-------- Provided material --------
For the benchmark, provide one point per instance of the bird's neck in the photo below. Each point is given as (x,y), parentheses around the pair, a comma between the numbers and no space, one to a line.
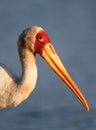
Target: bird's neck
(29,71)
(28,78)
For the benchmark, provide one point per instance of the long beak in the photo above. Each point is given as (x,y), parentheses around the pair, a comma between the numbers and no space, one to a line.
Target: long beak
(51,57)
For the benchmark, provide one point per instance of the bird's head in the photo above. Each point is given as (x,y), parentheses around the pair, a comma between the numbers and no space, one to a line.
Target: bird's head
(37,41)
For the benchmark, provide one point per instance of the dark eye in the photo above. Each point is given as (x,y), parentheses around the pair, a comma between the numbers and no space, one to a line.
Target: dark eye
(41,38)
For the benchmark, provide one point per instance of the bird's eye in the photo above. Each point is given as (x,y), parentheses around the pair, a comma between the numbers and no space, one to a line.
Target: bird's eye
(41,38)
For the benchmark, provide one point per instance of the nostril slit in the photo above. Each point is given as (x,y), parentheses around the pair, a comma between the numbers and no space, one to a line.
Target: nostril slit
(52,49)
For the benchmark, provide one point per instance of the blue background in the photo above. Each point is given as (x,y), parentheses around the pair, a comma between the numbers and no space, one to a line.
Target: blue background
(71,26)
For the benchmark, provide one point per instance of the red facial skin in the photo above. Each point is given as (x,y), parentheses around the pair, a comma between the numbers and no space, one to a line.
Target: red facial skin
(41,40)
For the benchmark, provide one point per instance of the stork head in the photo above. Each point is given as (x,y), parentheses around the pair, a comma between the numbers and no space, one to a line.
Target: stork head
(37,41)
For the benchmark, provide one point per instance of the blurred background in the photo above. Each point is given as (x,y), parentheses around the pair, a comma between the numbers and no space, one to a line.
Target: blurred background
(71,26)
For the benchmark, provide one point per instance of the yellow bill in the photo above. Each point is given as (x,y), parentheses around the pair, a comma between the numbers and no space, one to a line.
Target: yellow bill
--------
§ **Exercise prompt**: Turn every line of the records above into a numbered list, skipping any blank lines. Omit the pictures from your list.

§ **Answer to this task**:
1. For the benchmark, provide one point per instance of the bird's neck in the photo below. Each point is given as (x,y), parentheses around the pair, a comma between the numbers and no space, one to a line.
2. Target: bird's neck
3. (29,71)
4. (28,78)
5. For the benchmark, provide one point per instance of the long beak in the photo above. Each point is given as (x,y), parentheses around the pair, a comma between the numbers and no space, one to a line.
6. Target: long beak
7. (51,57)
8. For the benchmark, provide one point per instance of the bird's head in the photo above. Each point is given as (x,y), parentheses around the pair, a comma between the numbers and no space, one to a line.
9. Target: bird's head
10. (37,41)
11. For the benchmark, provide one point per instance of the dark eye in the photo above. Each point is given as (x,y), parentheses around the pair, a comma between the numbers and no space, one to a line.
12. Target: dark eye
13. (41,38)
14. For the benchmark, provide one point per instance of the bird's eye in the photo above. Each point is given as (x,y), parentheses around the pair, a comma between the numbers and no space, one to a line.
15. Target: bird's eye
16. (41,38)
17. For the benchmark, provide one point per instance of the nostril slit in the photo above. Each point is given as (x,y), parentheses around the pair, a comma between the numbers and no space, one to a line.
18. Target: nostril slit
19. (52,49)
20. For the benchmark, provide one point per instance of the blue background in the photo above. Each point is given as (x,y), parentheses around the pair, a comma between the numbers and no space, one to a line.
21. Target: blue background
22. (71,26)
23. For the benchmark, provide one point per instance of the red facial skin in the photo above. Each point is given as (x,y), parentheses around the pair, a comma between the numbers and no space, one to a line.
24. Target: red facial skin
25. (41,40)
26. For the benchmark, provide one point per instance of the stork head in the photo above. Each point is given as (x,y), parentheses around the pair, a comma between the numbers and no space, one to a line.
27. Target: stork head
28. (37,41)
29. For the benchmark, provide one point per instance of the blurred background in the photo above. Each point is given as (x,y), parentheses around the pair, a comma between the numbers and no space, one to a line.
30. Target: blurred background
31. (71,26)
32. For the benchmark, provide one point per instance of the yellow bill in the photo above. Each point is given as (x,y), parentheses around the pair, a comma between the numbers and no space, one to a line.
33. Target: yellow bill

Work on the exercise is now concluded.